▶ Task goal: Out of the data below, copy every line with the string "Follow".

Point localization data
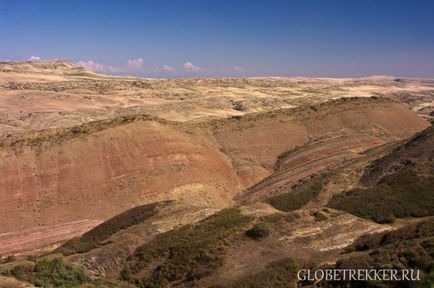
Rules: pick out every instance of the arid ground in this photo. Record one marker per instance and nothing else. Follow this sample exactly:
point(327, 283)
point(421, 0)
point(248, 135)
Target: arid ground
point(210, 182)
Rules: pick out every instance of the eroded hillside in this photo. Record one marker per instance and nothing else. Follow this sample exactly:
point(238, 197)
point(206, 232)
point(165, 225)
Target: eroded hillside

▶ Expected answer:
Rules: pick out every instance of the arid ground in this photo. Record one marker per instance and nothing else. Follow this sample exactly:
Rules: pick out every instance of the eroded hillside in this photo. Record one marker per instance and nothing else. Follow this sample exactly:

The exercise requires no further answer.